_Your assignment:_ Taking the line that contains "Each instance receives exactly one keypoint. Tag the human" as the first, copy exactly every line through the last line of the records, and nothing else.

_Source information:_
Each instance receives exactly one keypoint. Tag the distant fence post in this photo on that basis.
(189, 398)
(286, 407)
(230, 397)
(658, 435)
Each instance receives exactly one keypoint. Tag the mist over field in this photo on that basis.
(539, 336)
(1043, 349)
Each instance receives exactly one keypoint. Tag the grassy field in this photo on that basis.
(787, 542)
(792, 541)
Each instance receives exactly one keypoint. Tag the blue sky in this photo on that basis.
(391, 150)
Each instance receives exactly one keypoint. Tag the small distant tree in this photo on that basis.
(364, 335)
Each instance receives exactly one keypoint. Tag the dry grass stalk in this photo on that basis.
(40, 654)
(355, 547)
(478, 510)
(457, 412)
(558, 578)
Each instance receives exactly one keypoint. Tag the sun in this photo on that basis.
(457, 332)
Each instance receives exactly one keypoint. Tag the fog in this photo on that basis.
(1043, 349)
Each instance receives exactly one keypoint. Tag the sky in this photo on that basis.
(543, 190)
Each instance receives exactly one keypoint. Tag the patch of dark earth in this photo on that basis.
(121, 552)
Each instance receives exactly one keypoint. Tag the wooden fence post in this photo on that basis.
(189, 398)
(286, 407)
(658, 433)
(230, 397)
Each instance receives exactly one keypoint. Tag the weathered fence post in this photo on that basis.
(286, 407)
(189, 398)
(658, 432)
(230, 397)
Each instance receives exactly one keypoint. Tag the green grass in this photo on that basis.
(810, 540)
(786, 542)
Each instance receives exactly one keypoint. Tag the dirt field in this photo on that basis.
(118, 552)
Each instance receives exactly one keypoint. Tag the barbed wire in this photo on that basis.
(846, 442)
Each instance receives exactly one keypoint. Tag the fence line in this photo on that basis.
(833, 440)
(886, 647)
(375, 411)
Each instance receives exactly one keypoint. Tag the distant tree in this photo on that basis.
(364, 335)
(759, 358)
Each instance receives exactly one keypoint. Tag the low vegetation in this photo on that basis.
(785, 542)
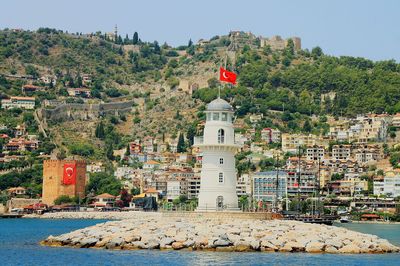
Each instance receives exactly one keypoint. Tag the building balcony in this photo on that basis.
(197, 141)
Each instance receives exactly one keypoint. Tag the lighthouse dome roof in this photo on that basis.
(219, 105)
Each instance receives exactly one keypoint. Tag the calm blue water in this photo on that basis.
(19, 246)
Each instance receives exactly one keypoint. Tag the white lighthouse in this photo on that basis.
(218, 172)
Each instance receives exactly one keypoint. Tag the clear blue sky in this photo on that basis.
(340, 27)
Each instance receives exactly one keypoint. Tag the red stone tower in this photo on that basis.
(63, 177)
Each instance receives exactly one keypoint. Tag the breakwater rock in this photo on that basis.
(221, 235)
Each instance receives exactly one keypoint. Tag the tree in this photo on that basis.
(307, 126)
(316, 52)
(181, 143)
(125, 197)
(190, 50)
(99, 132)
(135, 39)
(79, 81)
(126, 40)
(110, 152)
(290, 48)
(191, 133)
(31, 70)
(157, 48)
(104, 183)
(63, 199)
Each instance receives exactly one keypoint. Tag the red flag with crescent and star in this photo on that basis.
(69, 177)
(227, 76)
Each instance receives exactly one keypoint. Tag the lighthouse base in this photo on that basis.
(205, 209)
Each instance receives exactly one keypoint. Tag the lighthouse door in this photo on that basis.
(220, 203)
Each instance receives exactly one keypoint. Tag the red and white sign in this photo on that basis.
(69, 177)
(225, 75)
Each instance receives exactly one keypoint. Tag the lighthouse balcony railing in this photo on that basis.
(200, 140)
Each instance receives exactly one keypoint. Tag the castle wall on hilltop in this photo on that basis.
(74, 111)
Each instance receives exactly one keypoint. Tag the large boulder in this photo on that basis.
(350, 248)
(315, 247)
(178, 245)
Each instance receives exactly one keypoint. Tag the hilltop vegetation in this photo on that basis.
(294, 83)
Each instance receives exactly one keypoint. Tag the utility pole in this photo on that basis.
(298, 179)
(277, 182)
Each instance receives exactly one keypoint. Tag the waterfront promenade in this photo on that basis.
(141, 230)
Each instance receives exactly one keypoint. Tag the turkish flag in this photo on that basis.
(69, 177)
(225, 75)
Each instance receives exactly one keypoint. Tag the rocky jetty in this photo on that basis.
(221, 235)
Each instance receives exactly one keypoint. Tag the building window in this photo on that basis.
(224, 117)
(221, 178)
(221, 136)
(215, 116)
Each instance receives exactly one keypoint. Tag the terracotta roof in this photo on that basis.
(15, 188)
(151, 190)
(152, 162)
(23, 98)
(370, 215)
(143, 195)
(31, 86)
(105, 196)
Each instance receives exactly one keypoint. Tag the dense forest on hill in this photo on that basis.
(279, 80)
(294, 82)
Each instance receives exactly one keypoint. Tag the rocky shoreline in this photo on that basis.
(151, 232)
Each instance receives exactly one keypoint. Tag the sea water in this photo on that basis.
(19, 245)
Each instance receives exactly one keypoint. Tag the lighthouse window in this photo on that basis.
(215, 116)
(221, 136)
(224, 117)
(221, 178)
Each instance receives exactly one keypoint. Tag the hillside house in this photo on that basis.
(18, 102)
(32, 88)
(79, 92)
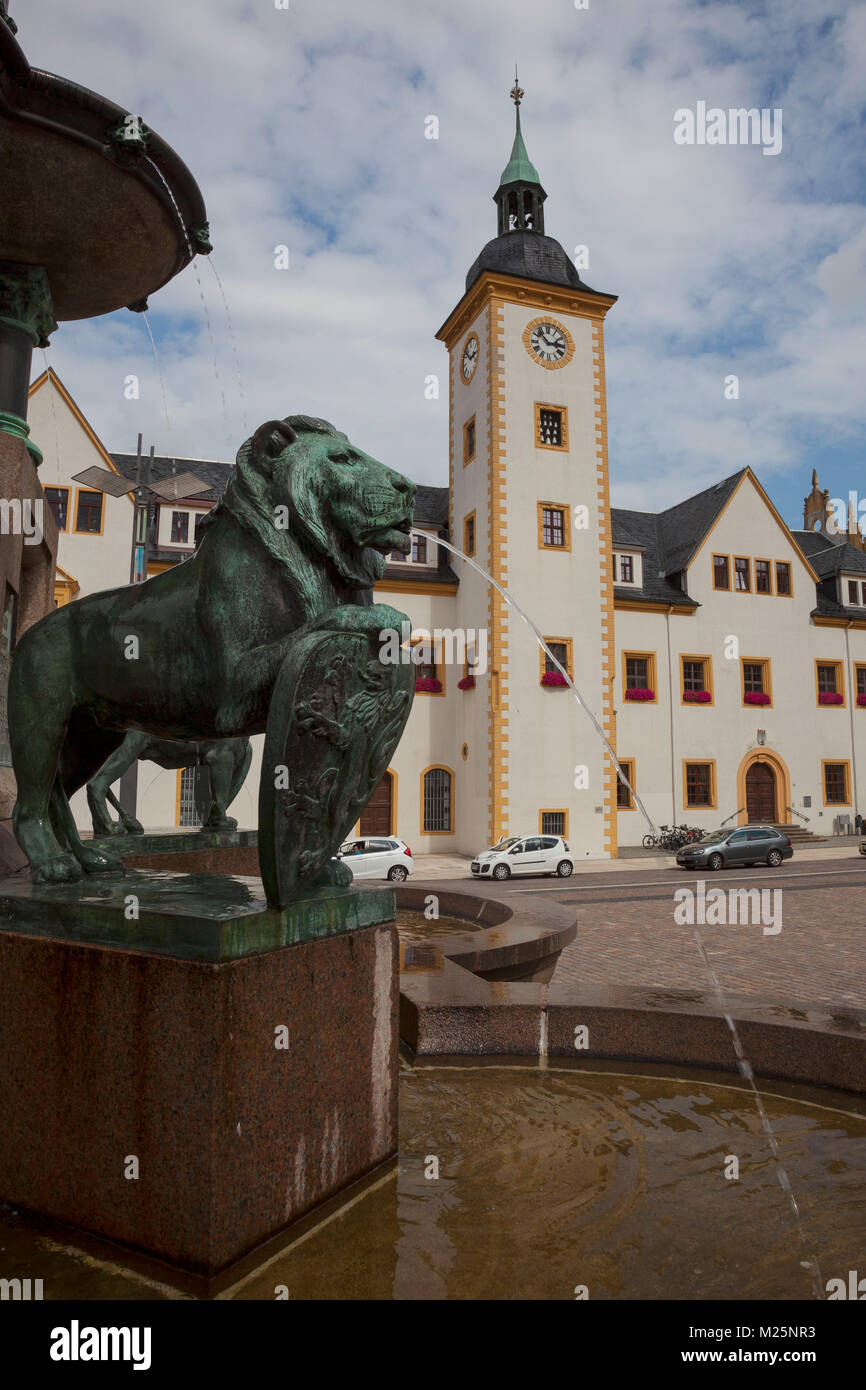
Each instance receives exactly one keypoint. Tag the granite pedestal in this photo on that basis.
(177, 1091)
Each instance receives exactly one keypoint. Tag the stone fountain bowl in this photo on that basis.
(84, 203)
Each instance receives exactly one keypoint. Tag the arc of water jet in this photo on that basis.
(580, 699)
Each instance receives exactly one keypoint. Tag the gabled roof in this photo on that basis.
(840, 558)
(85, 424)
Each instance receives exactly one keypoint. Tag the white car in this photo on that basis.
(378, 858)
(537, 854)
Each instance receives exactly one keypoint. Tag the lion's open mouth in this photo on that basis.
(391, 538)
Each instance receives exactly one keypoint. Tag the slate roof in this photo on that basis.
(528, 255)
(211, 471)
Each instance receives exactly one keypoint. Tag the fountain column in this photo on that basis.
(25, 321)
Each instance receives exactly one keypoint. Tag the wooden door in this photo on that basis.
(376, 819)
(761, 794)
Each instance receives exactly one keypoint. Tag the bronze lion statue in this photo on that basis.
(295, 544)
(227, 761)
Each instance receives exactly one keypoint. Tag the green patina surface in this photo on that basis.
(210, 918)
(171, 841)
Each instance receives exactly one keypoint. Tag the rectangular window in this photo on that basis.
(697, 673)
(469, 441)
(752, 679)
(59, 505)
(551, 427)
(624, 799)
(836, 784)
(553, 527)
(637, 673)
(827, 677)
(562, 651)
(722, 571)
(89, 512)
(553, 823)
(699, 784)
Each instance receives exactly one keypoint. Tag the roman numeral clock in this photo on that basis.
(548, 342)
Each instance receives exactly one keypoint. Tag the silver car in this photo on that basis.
(742, 845)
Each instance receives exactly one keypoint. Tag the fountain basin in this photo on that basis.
(92, 210)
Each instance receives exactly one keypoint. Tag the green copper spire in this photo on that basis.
(520, 167)
(520, 195)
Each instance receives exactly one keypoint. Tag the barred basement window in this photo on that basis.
(836, 784)
(551, 427)
(698, 784)
(437, 801)
(188, 812)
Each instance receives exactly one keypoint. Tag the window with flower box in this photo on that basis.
(697, 674)
(756, 680)
(829, 683)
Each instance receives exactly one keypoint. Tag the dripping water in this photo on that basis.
(195, 267)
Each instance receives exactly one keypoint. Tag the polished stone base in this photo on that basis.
(195, 1109)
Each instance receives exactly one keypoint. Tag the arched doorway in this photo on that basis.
(763, 788)
(761, 794)
(378, 815)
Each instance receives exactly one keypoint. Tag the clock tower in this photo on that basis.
(528, 498)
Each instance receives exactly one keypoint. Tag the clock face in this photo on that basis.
(548, 342)
(470, 357)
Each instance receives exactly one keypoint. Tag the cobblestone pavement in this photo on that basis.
(626, 931)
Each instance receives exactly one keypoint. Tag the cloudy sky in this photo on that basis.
(305, 127)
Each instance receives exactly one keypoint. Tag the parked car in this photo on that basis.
(742, 845)
(378, 858)
(537, 854)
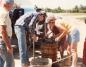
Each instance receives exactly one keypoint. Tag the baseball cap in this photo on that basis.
(8, 1)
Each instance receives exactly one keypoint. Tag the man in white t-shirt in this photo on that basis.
(6, 51)
(67, 27)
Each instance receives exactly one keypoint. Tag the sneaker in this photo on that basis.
(25, 65)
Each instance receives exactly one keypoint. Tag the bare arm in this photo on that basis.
(5, 37)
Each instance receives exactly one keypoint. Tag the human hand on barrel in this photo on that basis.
(34, 38)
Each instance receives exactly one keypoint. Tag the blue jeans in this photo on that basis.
(21, 36)
(6, 59)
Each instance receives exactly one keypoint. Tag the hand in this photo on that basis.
(10, 50)
(34, 38)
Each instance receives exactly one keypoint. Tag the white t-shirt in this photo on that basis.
(5, 20)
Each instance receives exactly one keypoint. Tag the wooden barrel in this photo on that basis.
(84, 53)
(49, 51)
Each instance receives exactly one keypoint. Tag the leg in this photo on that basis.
(21, 36)
(75, 37)
(74, 54)
(1, 61)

_Solution to this exercise:_
Each instance receives exactly one keypoint. Tag the human hand on barrel in this photo on that basis.
(34, 38)
Each instance receives exactly one keypoint. Tag the blue jeans in this photo on that basis.
(21, 36)
(6, 59)
Each instance receives exactly one keypoint. Tag the hand in this photo on that basis.
(10, 50)
(34, 38)
Each instance receives exactly one keypoint. Tag the white t-shirt in this photo on that basis.
(5, 20)
Each instance receives exactly one keypoint. Tag the wooden barrel in this photo on that basis.
(84, 53)
(49, 51)
Each instance receives exactly one keypoint. Tag the leg in this photo on that basis.
(21, 36)
(75, 37)
(74, 54)
(1, 61)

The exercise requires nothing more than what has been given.